Natural-language object grounding data
· · · · ·

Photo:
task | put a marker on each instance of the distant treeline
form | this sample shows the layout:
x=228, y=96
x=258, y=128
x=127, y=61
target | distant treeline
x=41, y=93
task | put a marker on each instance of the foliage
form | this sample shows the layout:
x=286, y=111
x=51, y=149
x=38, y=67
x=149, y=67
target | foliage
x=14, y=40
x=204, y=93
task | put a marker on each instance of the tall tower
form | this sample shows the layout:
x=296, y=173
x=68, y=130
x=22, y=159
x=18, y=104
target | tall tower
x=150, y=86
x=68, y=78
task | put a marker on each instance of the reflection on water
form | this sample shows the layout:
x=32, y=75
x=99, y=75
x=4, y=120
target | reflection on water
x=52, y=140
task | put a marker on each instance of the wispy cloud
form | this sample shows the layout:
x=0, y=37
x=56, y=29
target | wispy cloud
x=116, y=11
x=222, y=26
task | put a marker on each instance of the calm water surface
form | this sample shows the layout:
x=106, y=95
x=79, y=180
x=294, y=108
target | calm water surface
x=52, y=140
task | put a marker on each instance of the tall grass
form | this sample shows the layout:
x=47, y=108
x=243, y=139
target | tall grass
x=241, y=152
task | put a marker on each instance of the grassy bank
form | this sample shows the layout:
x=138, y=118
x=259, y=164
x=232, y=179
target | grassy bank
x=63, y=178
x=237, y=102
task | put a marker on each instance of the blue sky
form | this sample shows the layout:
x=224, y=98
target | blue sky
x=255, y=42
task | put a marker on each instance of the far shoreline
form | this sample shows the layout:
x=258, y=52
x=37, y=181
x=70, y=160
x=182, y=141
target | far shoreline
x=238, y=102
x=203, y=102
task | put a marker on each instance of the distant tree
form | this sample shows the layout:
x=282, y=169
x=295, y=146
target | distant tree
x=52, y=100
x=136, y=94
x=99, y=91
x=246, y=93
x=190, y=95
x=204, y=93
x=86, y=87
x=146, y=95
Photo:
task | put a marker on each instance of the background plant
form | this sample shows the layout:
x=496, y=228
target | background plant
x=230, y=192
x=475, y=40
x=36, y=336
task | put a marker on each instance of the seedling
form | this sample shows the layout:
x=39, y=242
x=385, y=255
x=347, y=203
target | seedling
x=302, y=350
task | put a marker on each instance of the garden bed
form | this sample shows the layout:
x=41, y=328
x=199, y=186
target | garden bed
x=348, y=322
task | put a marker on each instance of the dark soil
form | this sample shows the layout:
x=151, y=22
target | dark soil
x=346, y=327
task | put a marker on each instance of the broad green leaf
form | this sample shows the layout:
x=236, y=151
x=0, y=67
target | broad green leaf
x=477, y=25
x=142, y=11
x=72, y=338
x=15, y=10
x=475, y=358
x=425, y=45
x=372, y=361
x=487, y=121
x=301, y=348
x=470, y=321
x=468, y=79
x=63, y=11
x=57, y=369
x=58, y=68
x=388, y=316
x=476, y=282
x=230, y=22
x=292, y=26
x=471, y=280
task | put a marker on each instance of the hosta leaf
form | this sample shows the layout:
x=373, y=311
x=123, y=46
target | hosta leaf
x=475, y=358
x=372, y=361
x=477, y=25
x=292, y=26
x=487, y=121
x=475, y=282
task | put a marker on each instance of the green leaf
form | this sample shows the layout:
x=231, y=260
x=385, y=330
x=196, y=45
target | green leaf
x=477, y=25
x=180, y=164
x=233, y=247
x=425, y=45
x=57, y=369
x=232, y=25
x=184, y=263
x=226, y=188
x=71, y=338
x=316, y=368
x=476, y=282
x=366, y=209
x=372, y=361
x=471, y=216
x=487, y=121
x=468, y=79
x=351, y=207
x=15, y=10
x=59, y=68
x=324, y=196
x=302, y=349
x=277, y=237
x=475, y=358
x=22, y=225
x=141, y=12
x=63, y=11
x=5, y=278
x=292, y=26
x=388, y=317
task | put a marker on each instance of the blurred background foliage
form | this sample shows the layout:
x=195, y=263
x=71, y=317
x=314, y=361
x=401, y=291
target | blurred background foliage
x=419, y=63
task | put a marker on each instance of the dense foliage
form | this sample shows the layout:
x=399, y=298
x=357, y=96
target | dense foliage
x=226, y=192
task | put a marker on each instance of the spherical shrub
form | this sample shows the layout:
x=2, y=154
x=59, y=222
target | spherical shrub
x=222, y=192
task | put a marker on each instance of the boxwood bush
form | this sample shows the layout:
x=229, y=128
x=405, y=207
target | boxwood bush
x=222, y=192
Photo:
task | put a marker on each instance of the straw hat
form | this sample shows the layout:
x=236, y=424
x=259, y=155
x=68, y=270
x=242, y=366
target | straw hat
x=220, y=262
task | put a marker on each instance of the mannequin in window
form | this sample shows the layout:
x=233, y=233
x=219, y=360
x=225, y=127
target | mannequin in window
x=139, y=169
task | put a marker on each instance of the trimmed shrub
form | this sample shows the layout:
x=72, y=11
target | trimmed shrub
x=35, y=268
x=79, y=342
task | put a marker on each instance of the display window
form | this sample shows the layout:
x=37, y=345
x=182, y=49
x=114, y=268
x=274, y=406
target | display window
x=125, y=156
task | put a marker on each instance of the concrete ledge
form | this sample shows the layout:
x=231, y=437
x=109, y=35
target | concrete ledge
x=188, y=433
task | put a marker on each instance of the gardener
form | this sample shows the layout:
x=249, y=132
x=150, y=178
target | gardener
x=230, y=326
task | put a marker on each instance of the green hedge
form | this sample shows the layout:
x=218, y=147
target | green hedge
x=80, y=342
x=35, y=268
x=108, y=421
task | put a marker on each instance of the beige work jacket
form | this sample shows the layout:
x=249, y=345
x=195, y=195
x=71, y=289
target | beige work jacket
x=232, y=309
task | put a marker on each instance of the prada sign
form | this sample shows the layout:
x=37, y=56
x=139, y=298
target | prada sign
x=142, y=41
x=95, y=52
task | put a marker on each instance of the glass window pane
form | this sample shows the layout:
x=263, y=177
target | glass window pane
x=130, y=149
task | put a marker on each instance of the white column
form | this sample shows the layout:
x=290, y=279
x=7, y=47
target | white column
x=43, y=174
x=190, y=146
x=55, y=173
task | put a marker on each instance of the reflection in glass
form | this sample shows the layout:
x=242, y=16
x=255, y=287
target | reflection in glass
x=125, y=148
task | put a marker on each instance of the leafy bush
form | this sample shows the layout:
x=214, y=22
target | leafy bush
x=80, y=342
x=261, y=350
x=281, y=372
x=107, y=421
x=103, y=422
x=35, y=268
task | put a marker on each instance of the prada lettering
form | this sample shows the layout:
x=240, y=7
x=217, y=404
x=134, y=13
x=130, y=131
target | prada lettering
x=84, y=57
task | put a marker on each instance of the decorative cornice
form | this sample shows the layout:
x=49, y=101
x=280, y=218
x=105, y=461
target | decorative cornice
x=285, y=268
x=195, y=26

· · · · ·

_Task details_
Could you copy out all of the records above exactly?

_Answer space_
Photo:
task | put a marker on each instance of the distant treeline
form | this sample shows the layout:
x=228, y=96
x=258, y=128
x=127, y=61
target | distant treeline
x=41, y=93
task | put a marker on each instance of the foliage
form | this sample shows the layout:
x=286, y=111
x=51, y=149
x=38, y=67
x=149, y=67
target | foliage
x=14, y=40
x=204, y=93
task | put a marker on each instance of the tall tower
form | this sample shows the layout:
x=296, y=173
x=68, y=130
x=22, y=159
x=18, y=104
target | tall tower
x=150, y=86
x=68, y=78
task | put a marker on each instance of the reflection on water
form | this sample shows the layout:
x=32, y=75
x=99, y=75
x=4, y=120
target | reflection on water
x=52, y=140
task | put a marker on each instance of the wispy cloud
form | this sample shows the layout:
x=0, y=37
x=56, y=29
target | wispy cloud
x=116, y=11
x=222, y=26
task | put a marker on each instance of the calm water surface
form | this sample shows the layout:
x=106, y=95
x=79, y=180
x=294, y=108
target | calm water surface
x=52, y=140
task | put a marker on each instance of the tall grass
form | this sample shows the layout:
x=47, y=108
x=243, y=139
target | tall grass
x=241, y=152
task | put a marker on each instance of the grassy bank
form | this sample shows the layout:
x=138, y=118
x=259, y=164
x=232, y=179
target | grassy bank
x=63, y=178
x=237, y=102
task | put a marker on each instance of the blue sky
form | this sample shows the layout:
x=224, y=98
target | blue sky
x=255, y=42
task | put a marker on each instance of the far shoreline
form | this sample shows the layout:
x=258, y=52
x=37, y=181
x=70, y=160
x=182, y=141
target | far shoreline
x=238, y=102
x=203, y=102
task | put a marker on each instance of the distant tree
form | this sample shows the layout:
x=282, y=169
x=295, y=146
target | distant tree
x=52, y=100
x=136, y=94
x=99, y=91
x=246, y=93
x=190, y=95
x=204, y=93
x=86, y=87
x=146, y=95
Photo:
task | put a marker on each instance of the background plant
form | this sample shows the layout:
x=496, y=228
target | background plant
x=230, y=192
x=475, y=40
x=36, y=336
task | put a marker on each instance of the seedling
form | this sample shows the layout:
x=39, y=242
x=385, y=255
x=347, y=203
target | seedling
x=302, y=350
task | put a marker on each instance of the garden bed
form | this sample shows the layout:
x=41, y=328
x=199, y=186
target | garden bed
x=348, y=322
task | put a marker on each instance of the dark soil
form | this sample shows the layout:
x=151, y=22
target | dark soil
x=346, y=327
task | put a marker on each instance of the broad green leaf
form | this sample shows the layout:
x=236, y=151
x=0, y=67
target | broad green leaf
x=477, y=25
x=142, y=11
x=72, y=338
x=15, y=10
x=475, y=358
x=425, y=45
x=372, y=361
x=487, y=121
x=301, y=348
x=470, y=321
x=468, y=79
x=63, y=11
x=57, y=369
x=58, y=68
x=388, y=316
x=476, y=282
x=230, y=22
x=292, y=26
x=471, y=280
task | put a marker on each instance of the hosta leaf
form | this sample shows the layout:
x=373, y=311
x=123, y=46
target | hosta leaf
x=475, y=358
x=372, y=361
x=477, y=25
x=292, y=26
x=487, y=121
x=475, y=282
task | put a marker on each instance of the green leaf
form | this sample shows the layout:
x=231, y=260
x=385, y=330
x=196, y=45
target | green leaf
x=477, y=25
x=180, y=164
x=233, y=247
x=425, y=45
x=57, y=369
x=232, y=25
x=184, y=263
x=226, y=188
x=71, y=338
x=316, y=368
x=476, y=282
x=366, y=209
x=372, y=361
x=471, y=216
x=487, y=121
x=468, y=79
x=351, y=207
x=15, y=10
x=59, y=68
x=324, y=196
x=302, y=349
x=277, y=237
x=475, y=358
x=22, y=225
x=141, y=12
x=63, y=11
x=5, y=278
x=292, y=26
x=388, y=317
task | put a marker on each instance of the blurred background foliage
form | this sample shows the layout:
x=195, y=263
x=71, y=317
x=314, y=361
x=401, y=291
target | blurred background foliage
x=419, y=63
task | put a marker on each instance of the dense foliage
form | this sample shows the layout:
x=399, y=298
x=357, y=96
target | dense foliage
x=226, y=192
task | put a marker on each instance of the spherical shrub
form | this sample shows the layout:
x=2, y=154
x=59, y=222
target | spherical shrub
x=222, y=192
task | put a marker on each instance of the boxwood bush
form | this sample shows the layout:
x=229, y=128
x=405, y=207
target | boxwood bush
x=222, y=192
Photo:
task | put a marker on each instance of the straw hat
form | this sample shows the layout:
x=236, y=424
x=259, y=155
x=68, y=270
x=242, y=366
target | straw hat
x=220, y=262
task | put a marker on each instance of the mannequin in window
form | this sample shows the layout:
x=233, y=233
x=219, y=360
x=225, y=127
target | mannequin in window
x=139, y=169
task | put a marker on each instance of the trimmed shrub
form | this sample shows the layout:
x=72, y=11
target | trimmed shrub
x=35, y=268
x=79, y=342
task | put a marker on each instance of the display window
form | this sample shows the layout:
x=37, y=345
x=182, y=49
x=114, y=268
x=274, y=406
target | display window
x=125, y=156
task | put a marker on each instance of the concrete ledge
form | this sample shows the layout:
x=231, y=437
x=109, y=35
target | concrete ledge
x=188, y=433
task | put a marker on each instance of the gardener
form | this sample shows the layout:
x=249, y=132
x=150, y=178
target | gardener
x=230, y=326
task | put a marker on each instance of the green hedge
form | this sample shows the layout:
x=218, y=147
target | green hedge
x=80, y=342
x=35, y=268
x=108, y=421
task | put a marker on each instance of the beige work jacket
form | this sample shows the layout:
x=249, y=345
x=195, y=195
x=71, y=289
target | beige work jacket
x=232, y=309
task | put a marker on each instance of the prada sign
form | this sample shows the layout:
x=37, y=56
x=139, y=298
target | prada sign
x=142, y=41
x=95, y=52
task | put a marker on each instance of the glass window pane
form | this sample shows the layout:
x=263, y=177
target | glass window pane
x=130, y=149
task | put a marker on each instance of the white column
form | this sample shows the layout:
x=290, y=279
x=7, y=47
target | white column
x=43, y=174
x=190, y=146
x=55, y=173
task | put a marker on each instance of the reflection in glass
form | this sample shows the layout:
x=242, y=16
x=255, y=287
target | reflection in glass
x=125, y=148
task | put a marker on each instance of the leafy bush
form | this sample shows the layout:
x=214, y=22
target | leafy bush
x=80, y=342
x=261, y=350
x=281, y=372
x=107, y=421
x=103, y=422
x=35, y=268
task | put a marker on each instance of the prada lettering
form | this sample shows the layout:
x=240, y=7
x=217, y=404
x=134, y=13
x=130, y=131
target | prada lettering
x=84, y=57
task | put a marker on each instance of the decorative cornice
form | this sample shows the layout:
x=49, y=101
x=280, y=218
x=105, y=461
target | decorative cornice
x=285, y=268
x=195, y=26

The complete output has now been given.